About this exercise: Reproduce word for word the passage of the paper-marbling text below, from "4) Shallow trays" to "the marbled effect.".

Today the boys and I marbled paper. It’s something I tried on my own, back in my crafty younger years in high school and college. I had forgotten about the technique until I found an old marbling kit I’d purchased from a stationery store in Taipei (back in 1993). The instructions are in Chinese, but it’s a rather simple process…so it wasn’t too difficult to show my boys this interesting craft.
It’s a great project for kids to do because it’s intriguing, creative and fun…involving a little bit of science and magic, some experimentation with color and pattern, and a whole lot of “easy-peasy-lemon squeezy”, as Isaac would say. My four and six year-olds got the hang of it right away and really created some beautiful papers.
Here’s what you need:
1) Drop cloth, newspapers or paper grocery store bags. We used an old sheet to cover the workspace and paper bags/paper towels to blot and dry the marbled papers.
2) Put the kids in painting smocks (because it can get a little messy). We used old “car rag” t-shirts.
3) Assorted colors of acrylic or tempera paints (metallics work great too), thinned out (to the consistency where you can squeeze drops that will float onto the surface of the water). Put them into squeeze bottles. Eye drop bottles and similar, small squeeze bottles are perfect for this. But if you don’t have one for each color of paint, use those liquid medicine droppers you get from the drug store (you’ll need to put the paints in little bowls or cups).
4) Shallow trays like cookie sheets or aluminum baking tins.
5) Water (enough to fill the trays with about 1-2 inches of water).
6) A thickening agent. We used the Methyl Cellulose powder that came with my marbling kit. But you can substitute with tapioca flour, pectin or cornstarch. Or you can try dish washing liquid. Basically, you’ll need something that will turn the water into a more viscous, sort of gel-like solution, so that the paint will float at the top longer.
7) Paper: thin, rice paper works best…but we just used regular uncoated printer and copier paper.
8) Toothpicks, chopsticks or small brushes….to swirl the paint droplets and create the marbled effect.

Entries shown:

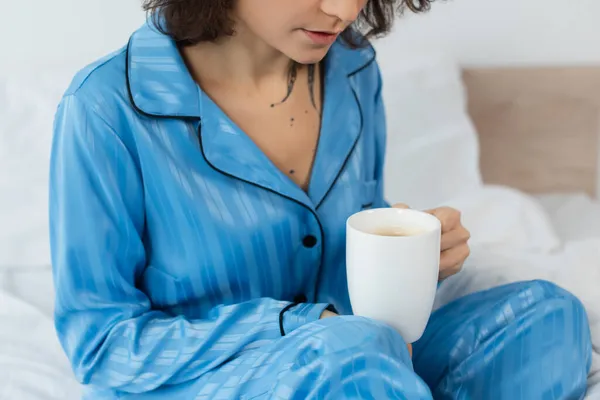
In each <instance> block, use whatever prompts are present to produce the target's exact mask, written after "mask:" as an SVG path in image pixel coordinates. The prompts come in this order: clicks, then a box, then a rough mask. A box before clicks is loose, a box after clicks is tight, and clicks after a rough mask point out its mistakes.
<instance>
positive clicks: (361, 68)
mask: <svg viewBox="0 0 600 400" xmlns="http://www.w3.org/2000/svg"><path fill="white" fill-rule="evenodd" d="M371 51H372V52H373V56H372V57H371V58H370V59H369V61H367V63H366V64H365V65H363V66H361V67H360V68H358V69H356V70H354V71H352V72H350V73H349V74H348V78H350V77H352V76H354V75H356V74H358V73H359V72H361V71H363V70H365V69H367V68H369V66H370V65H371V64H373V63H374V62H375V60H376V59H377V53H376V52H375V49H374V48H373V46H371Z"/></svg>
* * *
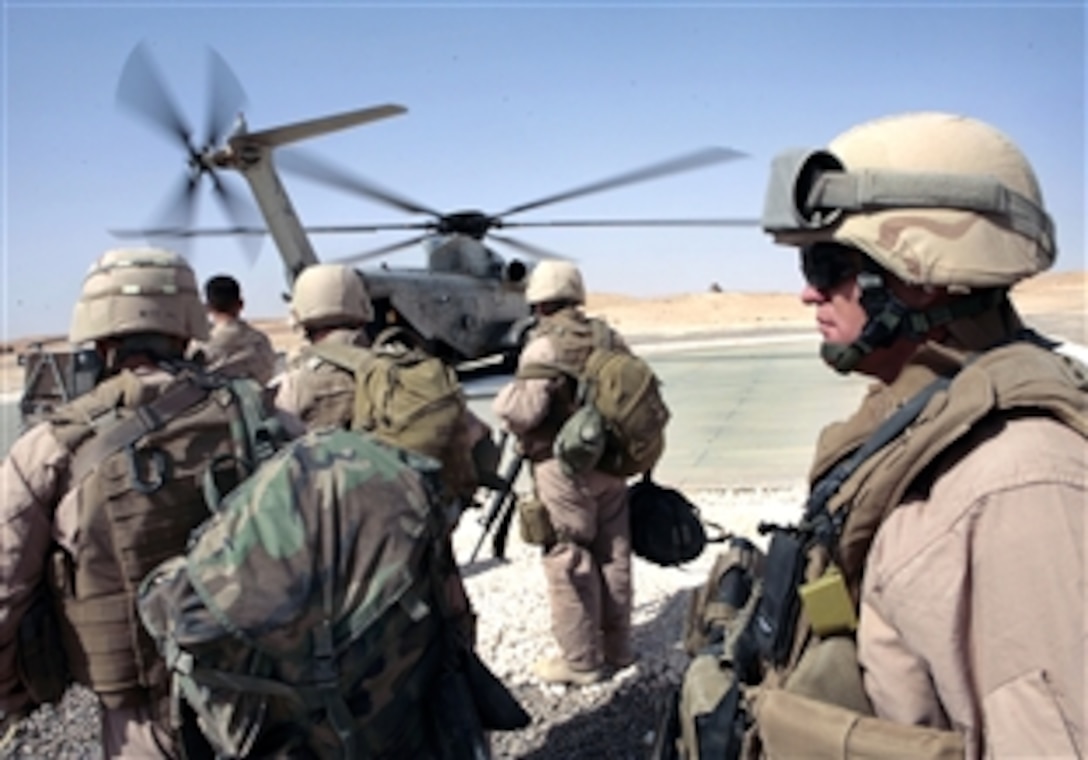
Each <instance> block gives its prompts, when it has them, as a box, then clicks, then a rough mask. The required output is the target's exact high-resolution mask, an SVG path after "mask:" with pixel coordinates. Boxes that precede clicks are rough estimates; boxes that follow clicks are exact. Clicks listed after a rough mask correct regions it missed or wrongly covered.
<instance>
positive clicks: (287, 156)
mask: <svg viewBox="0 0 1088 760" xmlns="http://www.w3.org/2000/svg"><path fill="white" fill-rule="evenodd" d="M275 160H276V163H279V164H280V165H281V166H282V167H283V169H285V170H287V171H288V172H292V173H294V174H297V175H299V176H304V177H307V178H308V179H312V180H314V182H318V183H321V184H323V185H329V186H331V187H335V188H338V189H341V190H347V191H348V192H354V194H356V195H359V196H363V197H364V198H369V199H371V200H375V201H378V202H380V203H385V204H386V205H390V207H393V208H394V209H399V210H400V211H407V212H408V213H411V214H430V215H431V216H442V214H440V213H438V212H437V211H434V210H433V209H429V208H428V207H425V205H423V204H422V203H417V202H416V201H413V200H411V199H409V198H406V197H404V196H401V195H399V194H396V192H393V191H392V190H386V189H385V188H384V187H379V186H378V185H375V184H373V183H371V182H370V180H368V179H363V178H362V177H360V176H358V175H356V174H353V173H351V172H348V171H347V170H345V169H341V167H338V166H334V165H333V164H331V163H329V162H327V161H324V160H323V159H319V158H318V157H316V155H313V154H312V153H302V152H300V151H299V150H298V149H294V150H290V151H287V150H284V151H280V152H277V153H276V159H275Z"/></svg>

Task result:
4) Shallow trays like cookie sheets or aluminum baking tins.
5) Water (enough to fill the trays with about 1-2 inches of water).
6) A thickening agent. We used the Methyl Cellulose powder that came with my marbling kit. But you can substitute with tapioca flour, pectin or cornstarch. Or you can try dish washing liquid. Basically, you’ll need something that will turn the water into a more viscous, sort of gel-like solution, so that the paint will float at the top longer.
7) Paper: thin, rice paper works best…but we just used regular uncoated printer and copier paper.
8) Toothpicks, chopsticks or small brushes….to swirl the paint droplets and create the marbled effect.